----- Supplied entries -----

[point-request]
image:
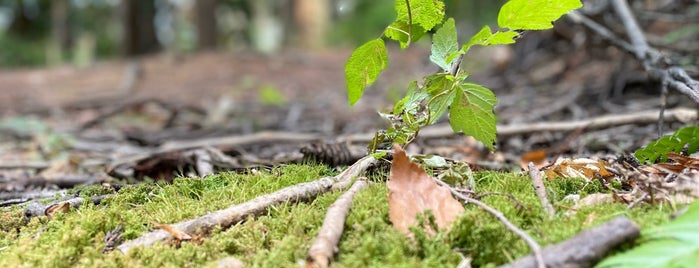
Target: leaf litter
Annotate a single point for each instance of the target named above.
(412, 191)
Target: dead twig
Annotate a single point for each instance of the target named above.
(237, 213)
(321, 252)
(536, 249)
(586, 248)
(540, 190)
(36, 209)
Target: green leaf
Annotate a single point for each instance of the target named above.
(412, 100)
(441, 89)
(364, 66)
(534, 14)
(425, 15)
(674, 244)
(472, 113)
(399, 31)
(688, 136)
(485, 37)
(444, 43)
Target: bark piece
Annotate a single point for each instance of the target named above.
(586, 248)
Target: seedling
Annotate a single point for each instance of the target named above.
(470, 105)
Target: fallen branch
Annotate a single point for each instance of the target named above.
(324, 247)
(36, 209)
(24, 165)
(540, 190)
(536, 249)
(672, 76)
(606, 121)
(237, 213)
(586, 248)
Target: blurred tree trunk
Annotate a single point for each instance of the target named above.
(313, 19)
(60, 29)
(207, 32)
(138, 27)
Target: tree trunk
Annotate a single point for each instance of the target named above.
(312, 18)
(207, 32)
(138, 27)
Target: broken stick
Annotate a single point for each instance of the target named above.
(255, 207)
(540, 190)
(325, 245)
(586, 248)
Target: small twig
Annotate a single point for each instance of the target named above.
(36, 209)
(635, 34)
(586, 248)
(324, 247)
(540, 190)
(600, 122)
(536, 249)
(24, 165)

-----

## [What to produce]
Everything in the records above is to be copied exactly, except the pictures.

## [The completed task]
[point-request]
image:
Target: leaf litter
Annotate a single point for each instance of the target named above.
(412, 191)
Target: dead twig
Annotate a single point for each instance of the target named above.
(237, 213)
(321, 252)
(536, 249)
(586, 248)
(540, 190)
(36, 209)
Target: green leaf
Annotate a single point for each instance of the target named above.
(412, 100)
(441, 89)
(364, 66)
(534, 14)
(425, 15)
(674, 244)
(472, 113)
(399, 31)
(688, 136)
(485, 37)
(444, 43)
Target: bark piece
Annotate a single point for each instance of the target named above.
(586, 248)
Target: seedling
Annotate a single point for each instance of the target named above.
(470, 105)
Target: fallen branch
Annotate a single point for each instance of the target named above.
(324, 247)
(36, 209)
(24, 165)
(540, 190)
(536, 249)
(672, 76)
(606, 121)
(237, 213)
(586, 248)
Target: blurred tree trunk
Annotate a single point for each instance of the target named above.
(313, 19)
(60, 29)
(207, 32)
(138, 27)
Target: tree trunk
Annotate a single point for each instance of the target named above.
(312, 18)
(207, 32)
(138, 27)
Target: broken stick
Annotate a single point for each instance of the target named above.
(255, 207)
(540, 190)
(325, 245)
(586, 248)
Target: small twig
Annotate a single point for each instance of the target named above.
(36, 209)
(635, 34)
(586, 248)
(324, 247)
(540, 190)
(600, 122)
(536, 249)
(24, 165)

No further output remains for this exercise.